__PASSAGE SHOWN__
--------------------------------------------------

LONDON (Reuters) - Public finances swung deeper into the red last month, leaving the government with virtually no hope of meeting its full-year borrowing forecasts, official data showed on Thursday.
The Office for National Statistics said public sector net borrowing hit 10.4 billion pounds last month, the highest in the month of August since records began in 1993.
Borrowing for the fiscal year to date is running almost 12 billion pounds higher than last year even before the full impact of the credit crunch is felt.
If the rate of the slide persists, borrowing for the full year would be 65 billion pounds, compared to 43 billion pounds forecast by Chancellor Alistair Darling in his March budget, according to the Institute for Fiscal Studies.
At 4.4 percent of national income, that would be the biggest deficit since before Labour came to power in 1997.
"Government borrowing over the first five months of the financial year was 70 percent up on last year, far bigger than the 19 percent increase implied by Alistair Darling's forecast for the year as a whole," said Carl Emmerson, deputy director at the IFS.
WORSE TO COME
The deterioration reflected both weak revenues and continued strength in public spending. These trends will be hard to reverse as a weakening economy erodes tax receipts and forces up social security spending.

--------------------------------------------------

__LISTING__
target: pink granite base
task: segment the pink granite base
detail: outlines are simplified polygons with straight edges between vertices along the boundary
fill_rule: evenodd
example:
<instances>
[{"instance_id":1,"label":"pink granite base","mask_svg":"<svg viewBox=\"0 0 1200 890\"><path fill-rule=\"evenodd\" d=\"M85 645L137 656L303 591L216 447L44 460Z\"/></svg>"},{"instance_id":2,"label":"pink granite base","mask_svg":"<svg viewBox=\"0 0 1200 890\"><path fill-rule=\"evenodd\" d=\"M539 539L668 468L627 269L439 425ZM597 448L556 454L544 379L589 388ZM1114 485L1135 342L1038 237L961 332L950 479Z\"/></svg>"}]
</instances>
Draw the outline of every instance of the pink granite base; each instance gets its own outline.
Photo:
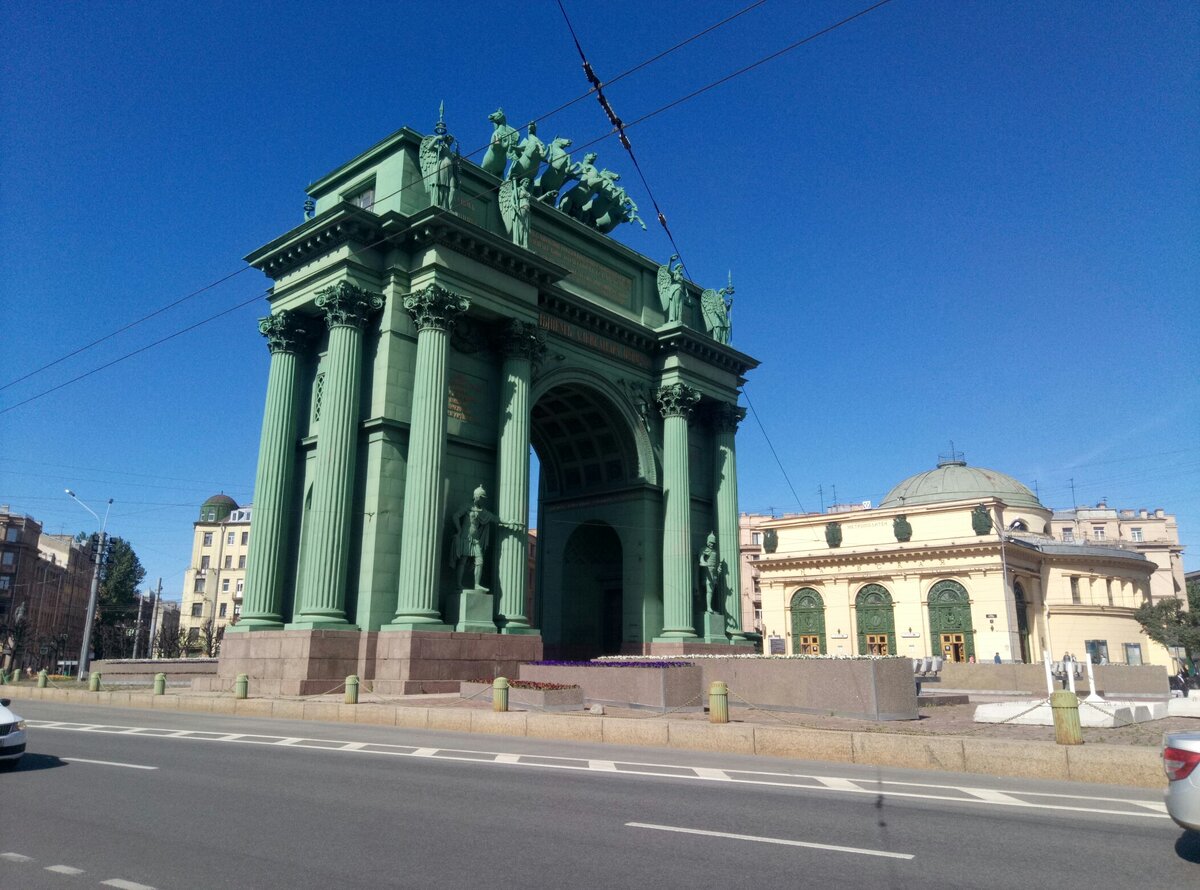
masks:
<instances>
[{"instance_id":1,"label":"pink granite base","mask_svg":"<svg viewBox=\"0 0 1200 890\"><path fill-rule=\"evenodd\" d=\"M215 680L193 688L228 688L247 674L251 694L314 696L336 691L356 674L383 694L457 692L463 680L516 676L523 661L541 659L541 637L433 631L256 631L229 633Z\"/></svg>"}]
</instances>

--------------------------------------------------

__REQUIRED ACTIONS__
a) List every amount given in pounds in the article on public borrowing.
b) Write the next part of the article on public borrowing, starting after its last sentence.
The lines after the article on public borrowing come from a different source.

__ANSWERS TO THE TASKS__
a) 10.4 billion pounds, 12 billion pounds, 65 billion pounds, 43 billion pounds

b)
The government's projections in March assumed the slowdown this year would be both shallow and short-lived. That no longer looks the case and it looks increasingly likely that the government will be forced to revise not just its forecasts but its entire budgetary rulebook.
The government said higher borrowing was needed to shore up the economy at a time of extreme global turbulence.
"The global credit crunch is affecting the UK's tax receipts from financial services and stamp duty," said Treasury Chief Secretary Yvette Cooper.
"Faced with unprecedented world shocks, it is right that we increase borrowing this year to help support the economy."
August's release included the impact of Northern Rock's travails on public sector accounts for the first time. That pushed Britain's net debt rose to 43.3 percent of gross domestic product, well above the 40 percent ceiling required by the government's fiscal rules.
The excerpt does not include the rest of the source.